Görev a = Aşağıdaki kayıtlarda "Target" kelimesinin geçtiği satırları sayın ve yalnızca bu sayıyı yazın.

Verilen metin =
Son Şahitler | Emirdağ Şâhitleri(II) | 25
(1-75)

MUHİDDİN YÜRÜTEN

 

Saatçi Muhiddin diye bilinen bu zât, 1980 Ramazan'ının birinci günü, Eskişehir'de vefat etmiştir. Bediüzzaman Eskişehir'de bulunduğu zamanlar müteaddit defalar evinde misafir kalmıştır.

 

"Vehbî ilim, kuyudaki su gibidir"

"Ailem çok önceleri Konya-Seydişehir'den Bulgaristan'ın Şumnu kasabasına hicret etmiş. Osmanlılar zamanında Sebilü'r-reşâd mecmuası gelirmiş. Mecmuada, 31 Mart vak'asından sonra kurulan mahkemede, Bediüzzaman Hazretlerinin müdafaaları çıkarmış. Bunları takip eden babam şöyle derdi:

"Zamanın ileri gelen âlimlerinden bir Bediüzzaman vardır. Bunun ilmi vehbîdir. Ona yetişmek kabil değildir. Çünkü vehbî ilim kuyulardaki su gibidir. Su çekildikçe arkasından gelir. Diğer kesbî âlimlerin ilmi ise, depodaki suya benzer. Bir müddet sonra bitmesi muhtemeldir. Bediüzzaman denilen zata, hakimler ne sormuşsa cevap verirmiş. Onun müdafaa ve konuşmalarından hâkimler hayretler içerisinde kalırmış. Ben böylesine âlim daha duymadım ve işitmedim.'

"Rahmetli pederimin bu ve buna benzer sözleriyle Bediüzzaman ismi kafama  nakşedilmişti. Ancak bu zat nerededir? Yaşıyor mu, vefat mı etti? Bilmiyordum.

"Yıllar sonra 1949 yılında Bediüzzaman'ın Afyon mahkemesinin cereyan ettiği sıralarda bir arkadaş bana, 'Bediüzzaman Emirdağ'da imiş' diye haber getirdi. Bizde onu ziyaret etmek ve onunla görüşmek arzusu gittikçe şiddetlenmeye başladı. Nihayet babam, ağabeyim ve iki kişi daha olmak üzere Üstadı ziyaret etmek üzere yola çıktık. Emirdağ'a vardığımızda, Üstadın kırda olduğunu söylediler. Üstad o zamanlar tek atlı bir faytonla kırlara gider, gezerdi. Biraz sonra araba ortalıkta göründü. Arabada Zübeyir Ağabey vardı. Ona Üstadla görüşmek istedğimizi bildirdik. 'Görüşüp de ne yapacaksınız? Zaten ihtiyar ve hasta' dedi. Biz de, 'Görüşüp duasını alacağız. Büyük bir zatın yanına girildiğinde ne yapılırsa, biz de onu yapacağız' cevabını verdik. Zübeyir Ağabey, 'Onun eserleri vardır. Siz onları okuyun. Hem ziyaretçi kabul etmiyor' dedi.

"Zübeyir Ağabeyi ne söylediysek, Üstadı ziyaret edebilmek hususunda ikna edemedik. Sonunda bize, 'Eskişehir'de Tenekeci Ali Osman var. Siz ona gidin ve ondan eserleri alıp okuyun' dedi.

Kaynak veriler =
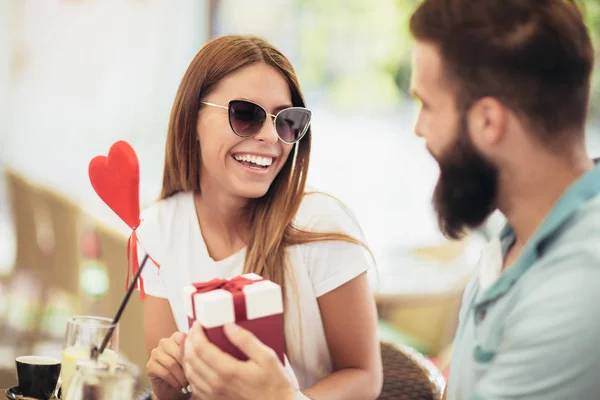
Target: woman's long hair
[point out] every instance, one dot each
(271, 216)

* * *

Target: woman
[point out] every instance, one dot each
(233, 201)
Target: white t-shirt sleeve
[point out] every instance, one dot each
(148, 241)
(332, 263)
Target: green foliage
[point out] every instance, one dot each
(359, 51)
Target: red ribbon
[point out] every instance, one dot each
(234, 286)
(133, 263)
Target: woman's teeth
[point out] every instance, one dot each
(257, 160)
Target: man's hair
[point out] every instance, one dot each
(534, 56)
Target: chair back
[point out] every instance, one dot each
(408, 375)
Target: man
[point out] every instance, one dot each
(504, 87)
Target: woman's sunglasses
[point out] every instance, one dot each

Görev b = Muhiddin Yürüten ile ilgili metne göre Zübeyir Ağabey, eserleri alıp okumaları için ziyaretçileri Eskişehir'de kime yönlendirdi?

Tam yanıt a = 10

Tam yanıt b = Eskişehir'deki Tenekeci Ali Osman'a yönlendirdi.